**Task:** Each record below must be written out again in exactly the same form.
** Data extract follows **
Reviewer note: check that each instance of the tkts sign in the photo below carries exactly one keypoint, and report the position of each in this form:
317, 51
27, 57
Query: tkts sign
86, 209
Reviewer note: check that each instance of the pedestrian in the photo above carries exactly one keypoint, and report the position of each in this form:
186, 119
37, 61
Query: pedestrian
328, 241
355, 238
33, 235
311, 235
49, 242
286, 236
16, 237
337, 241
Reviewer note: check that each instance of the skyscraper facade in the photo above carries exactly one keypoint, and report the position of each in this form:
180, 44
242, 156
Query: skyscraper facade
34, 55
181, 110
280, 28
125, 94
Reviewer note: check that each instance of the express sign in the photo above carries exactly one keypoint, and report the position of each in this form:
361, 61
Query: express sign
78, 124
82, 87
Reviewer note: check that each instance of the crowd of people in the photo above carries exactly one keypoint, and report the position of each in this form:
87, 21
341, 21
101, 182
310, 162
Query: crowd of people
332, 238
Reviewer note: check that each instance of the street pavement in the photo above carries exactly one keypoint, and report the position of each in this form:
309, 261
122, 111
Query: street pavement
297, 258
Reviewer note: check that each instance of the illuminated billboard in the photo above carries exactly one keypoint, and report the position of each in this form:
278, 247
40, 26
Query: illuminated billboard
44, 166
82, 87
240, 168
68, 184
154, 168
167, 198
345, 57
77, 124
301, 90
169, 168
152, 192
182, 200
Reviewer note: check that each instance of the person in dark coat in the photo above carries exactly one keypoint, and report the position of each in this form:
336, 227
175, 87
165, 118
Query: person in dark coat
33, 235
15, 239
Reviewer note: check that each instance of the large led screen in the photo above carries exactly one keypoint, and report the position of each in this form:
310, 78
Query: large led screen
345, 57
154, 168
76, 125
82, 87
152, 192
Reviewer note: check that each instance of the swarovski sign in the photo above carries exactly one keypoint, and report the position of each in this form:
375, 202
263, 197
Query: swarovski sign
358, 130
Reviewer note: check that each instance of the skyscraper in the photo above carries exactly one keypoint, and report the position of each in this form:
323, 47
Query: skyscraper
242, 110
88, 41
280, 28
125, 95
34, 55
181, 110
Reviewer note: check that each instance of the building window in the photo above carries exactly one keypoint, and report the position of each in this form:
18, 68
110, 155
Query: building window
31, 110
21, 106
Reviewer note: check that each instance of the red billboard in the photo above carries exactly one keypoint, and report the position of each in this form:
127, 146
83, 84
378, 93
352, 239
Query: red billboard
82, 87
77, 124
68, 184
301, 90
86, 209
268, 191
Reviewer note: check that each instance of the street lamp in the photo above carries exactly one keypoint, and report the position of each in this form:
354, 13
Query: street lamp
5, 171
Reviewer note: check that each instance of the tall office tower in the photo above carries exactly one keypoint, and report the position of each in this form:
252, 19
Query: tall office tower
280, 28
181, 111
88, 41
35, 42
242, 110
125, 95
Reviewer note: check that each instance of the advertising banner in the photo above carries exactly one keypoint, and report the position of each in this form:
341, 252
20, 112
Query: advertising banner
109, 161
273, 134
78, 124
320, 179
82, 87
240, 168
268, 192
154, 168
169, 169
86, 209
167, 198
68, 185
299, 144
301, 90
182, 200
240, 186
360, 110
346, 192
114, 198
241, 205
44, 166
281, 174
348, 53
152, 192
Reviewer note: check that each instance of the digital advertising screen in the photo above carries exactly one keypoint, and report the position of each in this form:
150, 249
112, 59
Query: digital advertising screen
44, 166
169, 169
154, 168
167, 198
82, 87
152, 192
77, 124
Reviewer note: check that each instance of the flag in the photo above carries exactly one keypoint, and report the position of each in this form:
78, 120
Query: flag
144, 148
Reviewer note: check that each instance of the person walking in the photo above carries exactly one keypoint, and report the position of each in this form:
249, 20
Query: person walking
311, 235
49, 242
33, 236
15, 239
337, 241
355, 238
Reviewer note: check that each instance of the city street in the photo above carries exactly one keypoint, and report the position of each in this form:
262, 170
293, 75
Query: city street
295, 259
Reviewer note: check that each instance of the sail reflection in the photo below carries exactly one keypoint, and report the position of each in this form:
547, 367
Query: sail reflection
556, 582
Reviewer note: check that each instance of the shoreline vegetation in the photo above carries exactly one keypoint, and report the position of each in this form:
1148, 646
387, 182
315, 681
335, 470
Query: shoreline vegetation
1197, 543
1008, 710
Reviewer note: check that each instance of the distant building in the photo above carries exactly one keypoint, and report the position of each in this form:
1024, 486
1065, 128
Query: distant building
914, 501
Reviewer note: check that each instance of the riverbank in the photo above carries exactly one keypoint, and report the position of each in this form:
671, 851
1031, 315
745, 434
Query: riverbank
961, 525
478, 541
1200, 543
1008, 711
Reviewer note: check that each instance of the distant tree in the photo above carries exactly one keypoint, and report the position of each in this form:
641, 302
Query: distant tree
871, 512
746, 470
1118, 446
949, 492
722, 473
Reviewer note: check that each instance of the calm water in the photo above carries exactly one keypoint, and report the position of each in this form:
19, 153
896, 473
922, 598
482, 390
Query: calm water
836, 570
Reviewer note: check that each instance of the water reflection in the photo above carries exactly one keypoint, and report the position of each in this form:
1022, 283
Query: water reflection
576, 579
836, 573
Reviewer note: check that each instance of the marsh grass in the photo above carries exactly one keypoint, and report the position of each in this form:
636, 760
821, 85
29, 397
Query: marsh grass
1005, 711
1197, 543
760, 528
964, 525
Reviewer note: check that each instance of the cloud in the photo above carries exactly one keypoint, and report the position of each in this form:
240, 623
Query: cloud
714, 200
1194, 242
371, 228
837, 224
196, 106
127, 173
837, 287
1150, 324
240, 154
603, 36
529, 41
** End of Data extract **
**The completed task:**
Reviewer note: check that each instance of the tkts sign in the photo below carries exactly one keypoint, and report the position of each in this form:
317, 51
27, 57
Query: tkts sign
86, 209
Reviewer note: check that each instance of the pedestrian in the photo above carries exactly one keypoint, and report the position of each in this form:
186, 119
37, 61
Query: pedestrian
328, 241
355, 238
33, 235
311, 235
49, 242
286, 236
16, 237
337, 241
Reviewer note: check that each instance of the skyscraper facade in the photo above carries exactly one keypoint, and report the position of each in this form:
180, 44
242, 156
Query: skyscraper facade
34, 55
181, 110
280, 28
125, 94
Reviewer note: check that each instance of the express sign in the photo above carries exactly one keypoint, and report the position of each in this form:
361, 61
Query: express sign
78, 124
82, 87
Reviewer note: check that each instance of the crowd of people in the photo above carries exactly one keypoint, and report the position of each in this form:
87, 21
341, 21
101, 182
310, 162
Query: crowd of people
332, 238
Reviewer note: check that each instance of the street pavement in the photo above carries exactly one keypoint, and report the position of each in this form:
309, 261
122, 111
Query: street pavement
297, 258
Reviewer note: check that each instance of the illuminated billboard in the photo above carries exactly one keypoint, and report the position of each in this form:
278, 247
40, 26
Query: illuminated billboard
44, 166
82, 87
240, 168
68, 184
154, 168
167, 198
345, 57
77, 124
301, 90
169, 168
152, 192
182, 200
Reviewer note: check that each instance of the person in dark coat in the photo above carries exactly one keypoint, and report the position of each in this form:
336, 227
175, 87
165, 118
Query: person in dark coat
33, 235
15, 239
Reviewer note: check that each instance of the large led screen in the photo above carries exactly one keypoint, and report the position of each in this form:
310, 78
Query: large led screen
345, 57
154, 168
76, 125
82, 87
152, 192
Reviewer note: check that each instance of the swarovski sign in the photo above carries exactly one keypoint, and report the position of each in this form:
375, 202
263, 197
Query: swarovski sign
358, 130
Reviewer note: check that each instance of the skyscraper in the photo above carries exactly one keypoint, and report the position of each in this form:
323, 47
Query: skyscraper
242, 110
88, 41
280, 28
125, 95
34, 55
181, 110
Reviewer note: check that each instance of the building window in the photo above carries exactly one keypoint, and report the position of each in this form:
18, 68
110, 155
Query: building window
31, 110
21, 106
Reviewer note: check that each instance of the red billboard in the photo above carries exactly one keypoint, and report the position of each in this form:
127, 146
83, 84
378, 93
352, 239
Query: red billboard
82, 87
77, 124
68, 184
301, 90
86, 209
268, 191
Reviewer note: check that each instance of the street lamp in the photo above carries exactly one keypoint, and report the position of each in this form:
354, 13
Query: street lamp
5, 171
Reviewer note: check that each instance of the tall office tower in the photo above carries exactly one keypoint, and report the position of each in this form:
252, 19
Query: tall office tower
280, 28
181, 111
88, 41
35, 42
242, 110
125, 95
Reviewer note: check that each instance of the advertising banner in the photo above carries exactly one keypoint, and report the position of each in this form:
341, 252
20, 112
Query: advertising banner
109, 161
273, 134
78, 124
320, 179
82, 87
240, 168
268, 192
154, 168
169, 169
86, 209
167, 198
68, 185
299, 144
301, 90
182, 200
240, 186
360, 110
346, 192
114, 198
241, 205
44, 166
281, 174
348, 53
152, 192
Reviewer note: check that each instance of the digital advertising screen in the photo above carries exactly one keypoint, and report the position of each in this form:
150, 249
112, 59
Query: digital advertising screen
44, 166
169, 169
154, 168
167, 198
82, 87
152, 192
77, 124
Reviewer note: check that each instance of the flag in the photo above carries exactly one keypoint, and report the position of each in this form:
78, 120
Query: flag
144, 148
Reviewer note: check that each instance of the person walking in the photo above carries exactly one keypoint, and report the position of each in this form:
249, 20
Query: person walking
311, 235
49, 242
33, 236
15, 239
337, 241
355, 238
Reviewer note: check that each instance of the city street in the photo above carries exactly one keypoint, and report the position of each in this form:
262, 170
293, 75
Query: city street
295, 259
Reviewer note: check that each instance of the sail reflection in the photo below carries exactly one keypoint, and report the position of each in this form:
547, 367
Query: sail reflection
556, 582
Reviewer note: check that each instance of the shoreline vegetation in the photo above carries exactly one keypoint, and report the position of each in this form:
1148, 646
387, 182
315, 681
335, 470
Query: shoreline vegetation
1197, 543
1008, 710
Reviewer note: check that each instance of the distant building in the photo above carries exactly one keypoint, and report the position of each in this form:
1024, 486
1065, 128
Query: distant building
914, 501
Reviewer note: check that each instance of the riverbank in the photo above carries exactly one keypoint, and report the position of each in this form:
671, 851
1031, 315
745, 434
Query: riverbank
961, 525
478, 541
1200, 543
1008, 711
Reviewer note: check that each instance of the distant tree in the photo above carries exactly one keypoint, and report the position of each in this form:
641, 302
Query: distant tree
871, 512
746, 470
1118, 446
949, 492
722, 473
Reviewer note: check that each instance of the calm water in the photo above carries exactly one keypoint, and report the position of each in this form:
19, 153
896, 473
922, 598
482, 390
Query: calm water
836, 570
Reviewer note: check that each instance of the water reflection in the photo above carries exactly one keypoint, and report the position of each in this form:
1022, 283
Query: water reflection
576, 579
836, 573
Reviewer note: check that each instance of the marsh grass in the photo above carries exactly one keypoint, and report the position of each in this form:
636, 760
821, 85
29, 397
Query: marsh grass
1005, 711
1197, 543
760, 528
964, 525
Reviewer note: check that each instance of the cloud in the photo above carries exactly one keypoint, and report the position of each in this form:
240, 623
Query: cloud
714, 200
1194, 242
371, 228
837, 224
196, 106
127, 173
837, 287
1150, 324
240, 154
603, 36
529, 41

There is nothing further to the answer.